EXCERPTED DATA:
......

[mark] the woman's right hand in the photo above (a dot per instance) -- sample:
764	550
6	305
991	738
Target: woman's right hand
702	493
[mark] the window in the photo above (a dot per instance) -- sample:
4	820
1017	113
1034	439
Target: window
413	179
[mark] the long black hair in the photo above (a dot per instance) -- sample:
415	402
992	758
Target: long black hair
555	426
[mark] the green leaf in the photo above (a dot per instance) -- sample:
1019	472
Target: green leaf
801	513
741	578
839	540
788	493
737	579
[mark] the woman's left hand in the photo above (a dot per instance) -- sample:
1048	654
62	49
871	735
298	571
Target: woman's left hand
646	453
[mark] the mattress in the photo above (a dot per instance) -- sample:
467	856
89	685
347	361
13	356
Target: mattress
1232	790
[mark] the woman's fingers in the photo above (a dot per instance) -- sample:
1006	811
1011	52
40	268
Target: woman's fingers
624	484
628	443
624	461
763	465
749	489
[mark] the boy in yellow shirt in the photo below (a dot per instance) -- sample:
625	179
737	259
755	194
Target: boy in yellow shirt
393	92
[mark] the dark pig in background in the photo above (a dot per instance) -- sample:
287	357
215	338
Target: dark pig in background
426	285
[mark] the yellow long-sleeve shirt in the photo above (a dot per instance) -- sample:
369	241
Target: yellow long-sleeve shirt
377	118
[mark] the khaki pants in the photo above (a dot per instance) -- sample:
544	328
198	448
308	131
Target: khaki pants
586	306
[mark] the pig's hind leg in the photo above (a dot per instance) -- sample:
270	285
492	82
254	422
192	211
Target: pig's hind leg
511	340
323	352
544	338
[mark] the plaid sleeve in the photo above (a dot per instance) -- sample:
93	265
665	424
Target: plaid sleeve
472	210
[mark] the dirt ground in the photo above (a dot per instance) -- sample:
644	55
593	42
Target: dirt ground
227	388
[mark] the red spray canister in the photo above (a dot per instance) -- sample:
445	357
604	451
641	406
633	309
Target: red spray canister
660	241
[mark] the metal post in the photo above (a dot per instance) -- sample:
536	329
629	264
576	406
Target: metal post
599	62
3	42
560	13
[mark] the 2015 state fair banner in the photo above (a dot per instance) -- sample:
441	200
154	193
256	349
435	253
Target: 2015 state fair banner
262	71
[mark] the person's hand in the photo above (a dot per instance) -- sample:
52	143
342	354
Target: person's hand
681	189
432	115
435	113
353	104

......

AIM OF THE TASK:
Set down the material above again, word for word.

TASK RESULT:
[mark] the woman's right hand in the photo above (a dot per instance) -- sample:
764	550
6	305
991	738
Target: woman's right hand
702	493
[mark] the window in the photo above (a dot per instance) -- sample:
4	820
1017	113
1034	439
Target: window
413	179
[mark] the long black hair in the photo above (a dot per instance) -- sample:
415	402
992	758
Target: long black hair
555	426
[mark] the green leaf in the photo above (a dot per instance) -- sample:
1019	472
Target: green leaf
801	513
741	578
839	540
788	493
737	579
[mark] the woman's left hand in the photo above (a dot per instance) -- sample:
1048	654
62	49
871	735
298	571
Target: woman's left hand
646	453
[mark] the mattress in the photo above (a dot per instance) -- sample:
467	856
89	685
347	361
13	356
Target: mattress
1232	790
[mark] the woman's fingers in the photo above (a dot per instance) -- sample:
1006	811
1011	52
40	268
Target: woman's fingers
624	484
628	443
624	461
763	465
749	489
[mark] the boy in yellow shirt in the photo below (a dot per instance) -- sample:
625	179
737	259
755	194
Target: boy in yellow shirt
393	92
[mark] the dark pig in background in the photo above (a dot per instance) -- sample:
287	357
215	338
Target: dark pig in background
426	285
[mark] the yellow long-sleeve shirt in the photo above (a dot per instance) -- sample:
369	241
Target: yellow long-sleeve shirt
377	118
[mark] the khaki pants in the photo above (a dot per instance) -- sample:
544	328
198	448
308	131
Target: khaki pants
586	306
[mark] the pig's hind leg in the photo above (a dot per instance) -- sample:
270	285
492	82
254	422
192	211
Target: pig's hind leg
511	340
323	352
544	338
[mark] the plaid sleeve in the photo above (a dot per instance) -- sample:
93	265
665	424
Target: plaid sleeve
472	210
[mark] the dirt ground in the photo above (a dot per instance) -- sample:
644	55
593	42
Target: dirt ground
227	388
[mark] the red spray canister in the photo above (a dot per instance) -- sample:
445	357
604	451
641	406
633	309
Target: red spray canister
660	241
[mark] the metal post in the photo above (a dot per instance) -- sample:
536	329
629	264
576	406
Target: metal post
599	62
3	42
560	13
[mark] the 2015 state fair banner in the photo above (a dot per instance) -- sample:
441	200
154	193
256	349
435	253
Target: 2015 state fair banner
262	71
[mark] the person's hand in the photo above (a dot per instance) -- sample:
52	143
342	354
Target: person's hand
681	189
432	115
435	113
353	104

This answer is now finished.